EXERCISE INPUT:
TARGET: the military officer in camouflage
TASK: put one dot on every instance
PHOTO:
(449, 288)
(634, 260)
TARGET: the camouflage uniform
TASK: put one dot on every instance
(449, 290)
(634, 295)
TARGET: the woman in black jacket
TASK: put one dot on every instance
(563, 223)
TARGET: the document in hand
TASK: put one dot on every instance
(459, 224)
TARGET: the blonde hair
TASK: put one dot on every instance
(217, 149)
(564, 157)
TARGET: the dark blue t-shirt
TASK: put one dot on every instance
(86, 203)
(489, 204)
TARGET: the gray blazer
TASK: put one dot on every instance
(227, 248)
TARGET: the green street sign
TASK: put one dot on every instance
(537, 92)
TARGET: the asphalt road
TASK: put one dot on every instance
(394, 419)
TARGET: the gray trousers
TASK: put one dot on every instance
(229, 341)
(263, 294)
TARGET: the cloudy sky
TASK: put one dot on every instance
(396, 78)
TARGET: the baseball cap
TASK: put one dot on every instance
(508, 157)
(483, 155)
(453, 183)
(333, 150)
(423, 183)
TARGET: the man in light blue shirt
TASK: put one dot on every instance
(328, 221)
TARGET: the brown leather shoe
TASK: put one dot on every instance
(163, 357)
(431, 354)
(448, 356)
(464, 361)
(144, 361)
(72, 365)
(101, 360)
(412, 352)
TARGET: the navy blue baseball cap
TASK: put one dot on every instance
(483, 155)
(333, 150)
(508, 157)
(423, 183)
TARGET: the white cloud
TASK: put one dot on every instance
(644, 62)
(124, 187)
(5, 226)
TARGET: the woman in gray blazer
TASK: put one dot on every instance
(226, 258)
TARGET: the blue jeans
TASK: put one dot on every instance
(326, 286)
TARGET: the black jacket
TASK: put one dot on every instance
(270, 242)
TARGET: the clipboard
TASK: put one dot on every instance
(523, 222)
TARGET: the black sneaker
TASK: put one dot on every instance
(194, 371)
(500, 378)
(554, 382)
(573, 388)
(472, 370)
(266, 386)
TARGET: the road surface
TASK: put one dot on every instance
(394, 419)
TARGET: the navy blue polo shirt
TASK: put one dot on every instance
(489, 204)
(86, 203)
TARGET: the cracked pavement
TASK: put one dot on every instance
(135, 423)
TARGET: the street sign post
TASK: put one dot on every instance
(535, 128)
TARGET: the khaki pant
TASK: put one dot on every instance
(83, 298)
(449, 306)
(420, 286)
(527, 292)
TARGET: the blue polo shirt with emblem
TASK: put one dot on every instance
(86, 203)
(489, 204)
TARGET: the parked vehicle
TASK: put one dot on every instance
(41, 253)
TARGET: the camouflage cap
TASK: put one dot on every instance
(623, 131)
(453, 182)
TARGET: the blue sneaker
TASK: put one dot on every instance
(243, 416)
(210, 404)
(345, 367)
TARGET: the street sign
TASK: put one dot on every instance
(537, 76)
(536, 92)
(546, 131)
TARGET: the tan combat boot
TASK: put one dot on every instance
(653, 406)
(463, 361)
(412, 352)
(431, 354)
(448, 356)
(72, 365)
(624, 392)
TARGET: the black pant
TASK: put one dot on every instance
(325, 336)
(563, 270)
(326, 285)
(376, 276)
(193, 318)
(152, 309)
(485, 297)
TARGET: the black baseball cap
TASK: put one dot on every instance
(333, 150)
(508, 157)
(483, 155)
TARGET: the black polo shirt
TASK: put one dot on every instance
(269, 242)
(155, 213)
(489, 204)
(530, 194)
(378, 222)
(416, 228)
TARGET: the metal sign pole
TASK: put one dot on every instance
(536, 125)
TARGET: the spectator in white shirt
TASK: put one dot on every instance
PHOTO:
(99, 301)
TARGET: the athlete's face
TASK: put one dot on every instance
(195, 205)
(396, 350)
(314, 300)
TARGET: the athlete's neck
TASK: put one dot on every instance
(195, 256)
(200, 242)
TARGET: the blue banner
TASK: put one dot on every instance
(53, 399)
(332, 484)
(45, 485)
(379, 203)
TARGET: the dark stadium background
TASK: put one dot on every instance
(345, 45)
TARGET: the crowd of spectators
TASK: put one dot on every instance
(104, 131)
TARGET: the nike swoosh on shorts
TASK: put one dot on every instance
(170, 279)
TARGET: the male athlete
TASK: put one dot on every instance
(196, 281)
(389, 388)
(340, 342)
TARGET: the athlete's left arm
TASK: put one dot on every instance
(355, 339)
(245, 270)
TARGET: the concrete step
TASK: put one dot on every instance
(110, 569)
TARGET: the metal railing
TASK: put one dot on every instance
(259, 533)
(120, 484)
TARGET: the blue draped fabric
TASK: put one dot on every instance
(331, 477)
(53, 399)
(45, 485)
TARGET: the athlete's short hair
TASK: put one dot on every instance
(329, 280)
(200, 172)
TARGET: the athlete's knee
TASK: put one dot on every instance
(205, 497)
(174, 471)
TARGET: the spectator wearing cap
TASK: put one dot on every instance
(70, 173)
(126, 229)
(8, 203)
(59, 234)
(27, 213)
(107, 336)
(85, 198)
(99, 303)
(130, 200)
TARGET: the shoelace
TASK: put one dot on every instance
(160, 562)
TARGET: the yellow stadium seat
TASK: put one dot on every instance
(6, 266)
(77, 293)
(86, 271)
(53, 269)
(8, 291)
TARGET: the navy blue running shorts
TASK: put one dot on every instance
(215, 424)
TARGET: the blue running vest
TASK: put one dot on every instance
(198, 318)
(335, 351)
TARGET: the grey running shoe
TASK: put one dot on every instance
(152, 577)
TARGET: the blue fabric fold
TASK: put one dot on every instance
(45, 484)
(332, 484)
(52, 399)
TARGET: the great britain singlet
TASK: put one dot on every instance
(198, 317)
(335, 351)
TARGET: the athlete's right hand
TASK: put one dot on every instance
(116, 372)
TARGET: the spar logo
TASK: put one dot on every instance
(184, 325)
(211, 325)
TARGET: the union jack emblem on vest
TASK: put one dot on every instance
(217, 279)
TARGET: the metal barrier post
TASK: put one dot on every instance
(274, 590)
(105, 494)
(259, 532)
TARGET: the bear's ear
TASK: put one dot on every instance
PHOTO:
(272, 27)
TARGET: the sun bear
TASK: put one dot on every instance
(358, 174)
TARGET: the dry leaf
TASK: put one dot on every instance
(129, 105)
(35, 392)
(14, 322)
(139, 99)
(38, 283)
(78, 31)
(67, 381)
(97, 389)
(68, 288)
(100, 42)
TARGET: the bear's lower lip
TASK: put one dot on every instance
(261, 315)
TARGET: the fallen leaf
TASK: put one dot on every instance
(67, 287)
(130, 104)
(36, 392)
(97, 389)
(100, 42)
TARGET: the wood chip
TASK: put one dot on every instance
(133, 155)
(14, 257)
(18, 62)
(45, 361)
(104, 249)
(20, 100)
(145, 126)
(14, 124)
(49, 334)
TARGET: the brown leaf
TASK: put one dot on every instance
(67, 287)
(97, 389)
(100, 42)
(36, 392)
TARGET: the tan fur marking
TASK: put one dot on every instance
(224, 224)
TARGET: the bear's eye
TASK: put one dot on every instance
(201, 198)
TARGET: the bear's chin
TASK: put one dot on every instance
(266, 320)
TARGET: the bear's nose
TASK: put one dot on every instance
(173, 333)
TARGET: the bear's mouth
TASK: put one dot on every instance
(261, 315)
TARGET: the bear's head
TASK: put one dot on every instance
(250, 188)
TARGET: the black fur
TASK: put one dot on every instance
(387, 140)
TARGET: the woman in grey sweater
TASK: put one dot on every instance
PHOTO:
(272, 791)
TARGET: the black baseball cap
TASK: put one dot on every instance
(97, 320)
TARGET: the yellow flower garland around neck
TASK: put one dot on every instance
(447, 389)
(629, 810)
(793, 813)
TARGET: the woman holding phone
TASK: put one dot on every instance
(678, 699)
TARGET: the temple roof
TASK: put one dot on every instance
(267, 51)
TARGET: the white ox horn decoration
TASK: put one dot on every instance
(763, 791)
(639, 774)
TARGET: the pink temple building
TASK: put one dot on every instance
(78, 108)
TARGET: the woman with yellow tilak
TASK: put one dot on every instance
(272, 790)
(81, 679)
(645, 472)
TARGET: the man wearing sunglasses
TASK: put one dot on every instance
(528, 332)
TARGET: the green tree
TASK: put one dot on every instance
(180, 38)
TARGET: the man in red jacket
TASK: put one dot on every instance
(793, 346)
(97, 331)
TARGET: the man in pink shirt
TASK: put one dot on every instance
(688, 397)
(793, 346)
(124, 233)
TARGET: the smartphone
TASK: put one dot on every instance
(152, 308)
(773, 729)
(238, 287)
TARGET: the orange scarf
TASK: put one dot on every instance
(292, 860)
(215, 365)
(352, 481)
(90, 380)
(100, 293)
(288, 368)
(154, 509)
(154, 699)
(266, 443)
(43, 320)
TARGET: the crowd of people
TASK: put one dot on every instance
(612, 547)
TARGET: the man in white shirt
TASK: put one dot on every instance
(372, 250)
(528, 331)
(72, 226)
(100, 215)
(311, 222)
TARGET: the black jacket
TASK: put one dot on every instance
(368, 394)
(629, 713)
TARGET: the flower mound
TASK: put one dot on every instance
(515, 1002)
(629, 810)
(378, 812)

ABOUT THIS EXERCISE: Among the lines above, find each one containing the string "hand" and copy it.

TASK RESULT:
TARGET: the document in hand
TARGET: the athlete's right hand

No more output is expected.